------ INFORMATION SHOWN

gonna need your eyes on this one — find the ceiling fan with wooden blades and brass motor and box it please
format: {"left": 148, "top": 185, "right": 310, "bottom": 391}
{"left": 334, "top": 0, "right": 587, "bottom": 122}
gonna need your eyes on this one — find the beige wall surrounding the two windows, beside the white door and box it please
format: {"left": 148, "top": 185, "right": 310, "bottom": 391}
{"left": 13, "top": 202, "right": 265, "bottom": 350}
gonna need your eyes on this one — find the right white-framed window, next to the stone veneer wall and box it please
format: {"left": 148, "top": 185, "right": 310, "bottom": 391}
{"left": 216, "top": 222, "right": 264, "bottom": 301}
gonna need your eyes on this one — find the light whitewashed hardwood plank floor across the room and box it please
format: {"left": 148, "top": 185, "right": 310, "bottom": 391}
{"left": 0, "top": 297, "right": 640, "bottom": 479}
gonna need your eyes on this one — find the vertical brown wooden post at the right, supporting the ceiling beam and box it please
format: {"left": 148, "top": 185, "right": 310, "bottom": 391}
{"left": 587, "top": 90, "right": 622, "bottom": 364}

------------

◆ TASK DIRECTIONS
The first line of the listing above through the line containing "gonna need your eyes on this one — find the right": print exactly that, both ends included.

◆ SOLVED PROBLEM
gonna need your eyes on this one — find the ceiling fan with wooden blades and brass motor and box it please
format: {"left": 148, "top": 185, "right": 310, "bottom": 391}
{"left": 334, "top": 0, "right": 587, "bottom": 122}
gonna need your eyes on this one — find the beige wall surrounding the two windows, beside the white door and box it please
format: {"left": 148, "top": 185, "right": 310, "bottom": 391}
{"left": 13, "top": 202, "right": 265, "bottom": 350}
gonna need your eyes on this one — find the right white-framed window, next to the stone veneer wall and box it please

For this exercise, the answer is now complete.